TAREA DEL EJERCICIO |
Responde estas preguntas con lo que dice el texto sobre la vida oculta de Jesús:
1. ¿Qué oficio se supone que ejerció Jesús?
2. ¿Qué eran las Bet ha-Midrash?
3. Según los teólogos, ¿para qué necesitó Jesús esos veinte años?

TEXTO CITADO |
★ ★ ★ ★ ★ ★ ★

Nada dicen los Evangelios respecto de los treinta años de vida oculta de Jesús de Nazareth. Se entiende que fue una época de crecimiento en sabiduría y edad, bajo la autoridad de sus padres. A falta de cualquier otra referencia, se supone que ejerció el oficio de su padre, la carpintería y demás trabajos manuales, albañilería, labores del campo, etc. Es decir, nos podemos quedar con que durante los veinte años de adolescencia y juventud, Jesús no se diferenció en nada respecto de sus pares en Nazareth, excepto por el incidente del Templo en Jerusalem, donde se perdió y fue encontrado conversando con los doctores de la ley.
No hay noticia ni de que hubiera cursado estudios teológicos en las escuelas al respecto, las Bet ha-Midrash, escuelas superiores donde se impartían estudios sobre la Ley.
Sin embargo, a poco que recapacitemos, estos veinte años fueron trascendentales en la vida de Jesús. Dicen los teólogos que este fue el tiempo que Él necesitó para darse cuenta realmente de quién era y de cuál era su misión en este mundo.

★ ★ ★ ★ ★ ★ ★

BLOQUE DE DATOS |
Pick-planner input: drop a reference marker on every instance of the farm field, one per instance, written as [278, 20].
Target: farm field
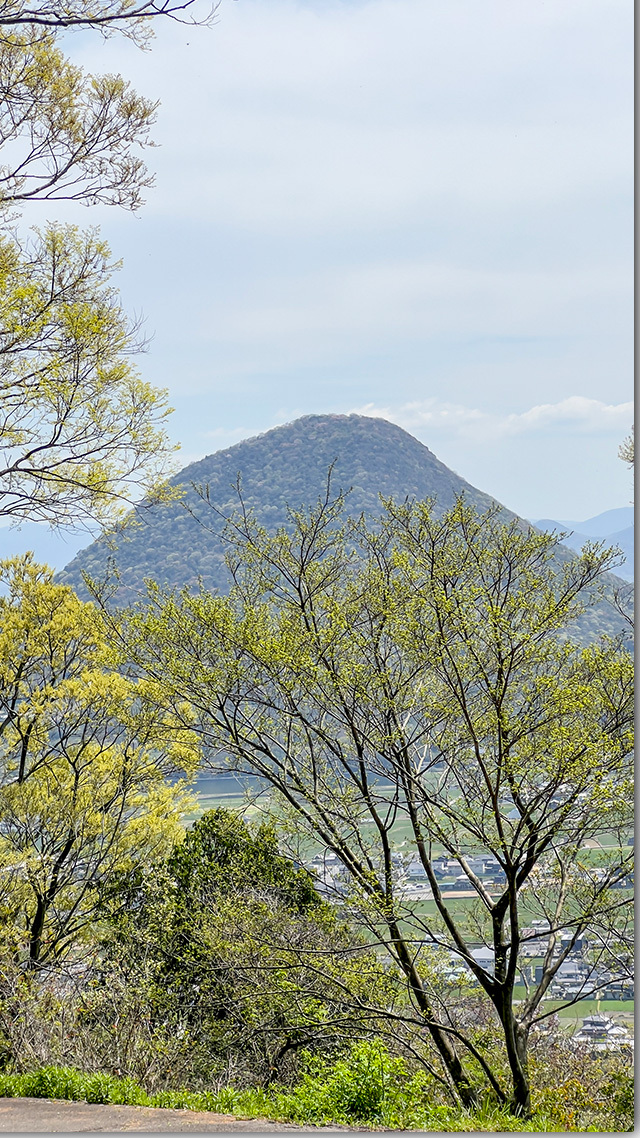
[230, 792]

★ ★ ★ ★ ★ ★ ★

SOLUCIÓN DEL EJERCICIO |
1. El oficio de su padre: la carpintería y demás trabajos manuales, como la albañilería y las labores del campo.
2. Escuelas superiores donde se impartían estudios sobre la Ley.
3. Para darse cuenta realmente de quién era y de cuál era su misión en este mundo.